## start INFORMATION PROVIDED

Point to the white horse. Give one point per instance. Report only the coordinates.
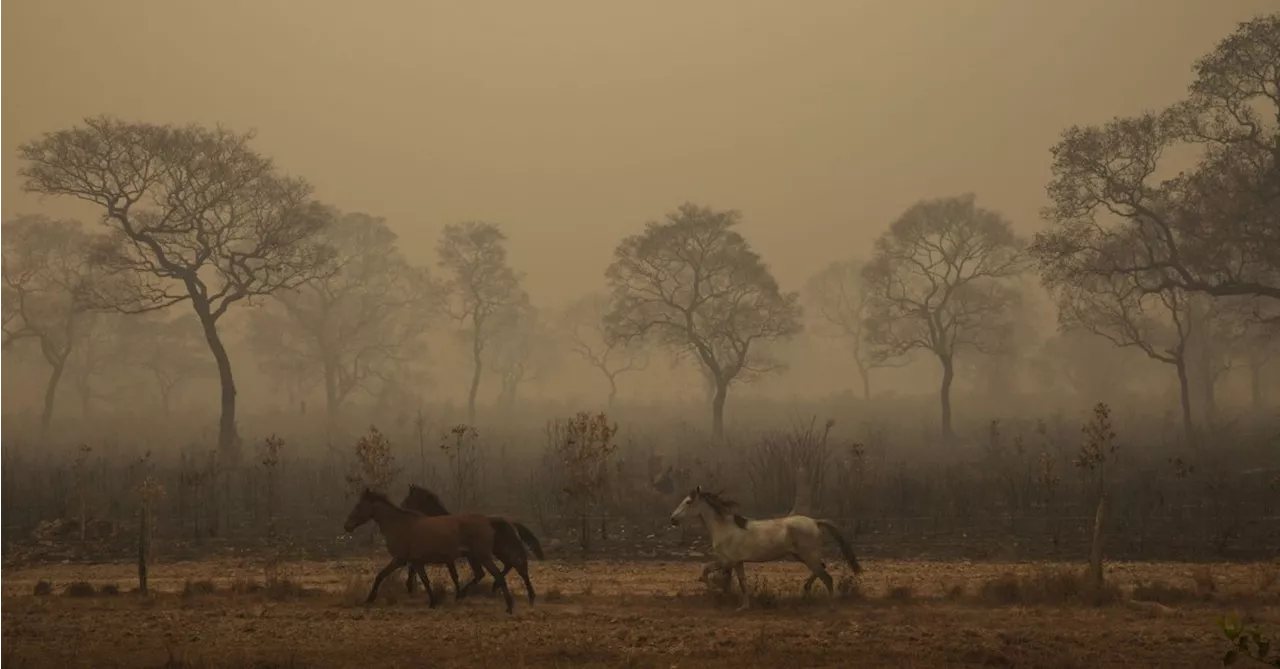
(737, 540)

## end INFORMATION PROVIDED
## start INFORMATION PROVIDED

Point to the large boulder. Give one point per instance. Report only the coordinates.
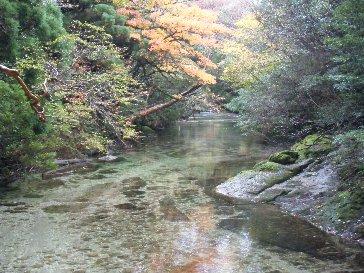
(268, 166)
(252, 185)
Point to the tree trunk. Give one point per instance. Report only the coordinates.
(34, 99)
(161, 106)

## end INFORMATION PROVIDED

WRITTEN PROBLEM
Please return every line of the records above that contains the word "point", matching case exactly.

ANSWER FOR THE TASK
Point to the white horse. Give one point per instance. Report only the coordinates.
Point to the large boulder. Give one point per instance. Report only the coordinates.
Point to the tree trunk. Give one point per instance. Report only the coordinates.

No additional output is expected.